--- START Source ---
The harsher climate and the disappointing summers did not seem to bother the Thule people, a group of highly specialized and adaptable nomads, who quickly spread out all along the ice free coast line around 1300 A.D.

As with other immigrant groups of Inuit peoples, the Thule people had also gone east, this time crossing the Bering Strait into Greenland. According to legends and folklore they had heard about iron and its wonderful properties as a source for tools, and that the iron could be found in meteorites in Northern Greenland.

The Thule people were whale and seal hunters and were most likely the first people to bring dogs into Greenland thus inaugurating the cultural history of dog sledding in Greenland.

They would go on long journeys by dog sled in the areas they were hunting and thus they founded the cultural tradition which in later times has been popularized during the era of expeditions surrounding those by Knud Rasmussen’s travels in Northern Greenland and Arctic Canada, and which today has become an important part of the local culture as well as in adventure tourism.
--- END Source ---
> **To-do list**:
1. From the passage on the Thule people, copy out the part that begins at the words "As with other" and stops after the words "in Northern Greenland.".
2. List every kind of animal named in the passage on the Thule people.
--- START Material ---
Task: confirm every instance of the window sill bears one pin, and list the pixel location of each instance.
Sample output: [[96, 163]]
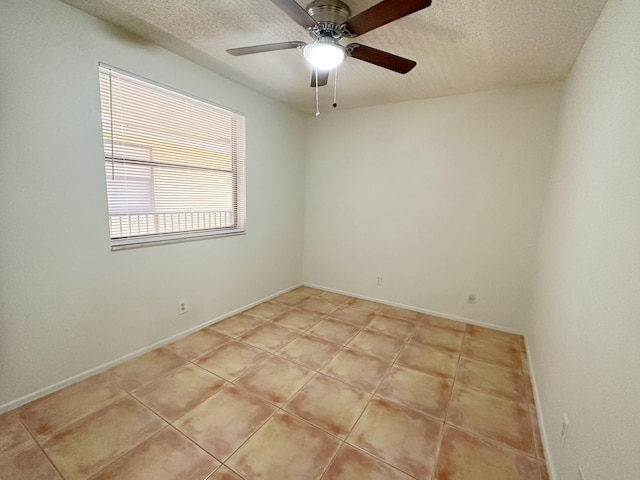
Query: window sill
[[140, 242]]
--- END Material ---
> **Task responses**:
1.
As with other immigrant groups of Inuit peoples, the Thule people had also gone east, this time crossing the Bering Strait into Greenland. According to legends and folklore they had heard about iron and its wonderful properties as a source for tools, and that the iron could be found in meteorites in Northern Greenland.

2. Whales, seals, dogs